> _Do this_
Reproduce the data below line for line, leaving out the pictures.

Point annotation data
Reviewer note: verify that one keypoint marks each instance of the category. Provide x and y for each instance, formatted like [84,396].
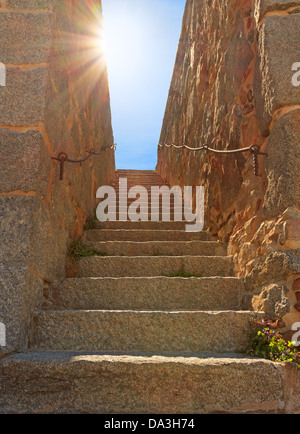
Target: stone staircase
[153,325]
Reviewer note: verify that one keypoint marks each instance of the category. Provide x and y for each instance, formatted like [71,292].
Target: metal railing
[254,149]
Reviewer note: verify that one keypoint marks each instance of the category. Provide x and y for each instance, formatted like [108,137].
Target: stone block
[29,4]
[22,101]
[283,165]
[20,292]
[25,162]
[264,6]
[278,46]
[25,37]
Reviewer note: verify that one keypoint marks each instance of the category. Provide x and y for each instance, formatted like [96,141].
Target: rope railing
[254,149]
[63,158]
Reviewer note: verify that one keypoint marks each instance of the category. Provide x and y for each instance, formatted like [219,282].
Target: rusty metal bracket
[63,158]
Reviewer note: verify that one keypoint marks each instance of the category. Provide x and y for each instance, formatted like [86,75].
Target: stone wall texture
[56,99]
[232,87]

> _Completed task_
Reviewer note: verify that one keypoint marks each instance of the category. Provide x and y for each instance, formatted like [84,396].
Target: stone staircase
[153,325]
Reviewer note: verify that one keypoint marks each instance of the category. Provide x and y for each instance, formatted like [71,292].
Target: metal railing
[254,149]
Reviewer note: verify that one keypoint marks each instance of the category. Provide x and y for each instance, formatted like [108,137].
Target: stone block
[29,4]
[22,101]
[283,165]
[20,292]
[25,162]
[264,6]
[278,46]
[25,37]
Reviewer note: verify that one keypoint marks each instance of the category. Provide x and y for each instance, formatted like [96,141].
Target: rope railing
[254,149]
[63,158]
Reviewer note: verify that one keypoint marks each instance of the category. Provide x and y for each instance, formatted like [219,282].
Target: rusty metal bracket
[63,158]
Reviewer note: verify that one keypoint marks each instance of the category. Provide x and y for each instance, formatted like [86,75].
Target: stone wall texture
[56,99]
[232,87]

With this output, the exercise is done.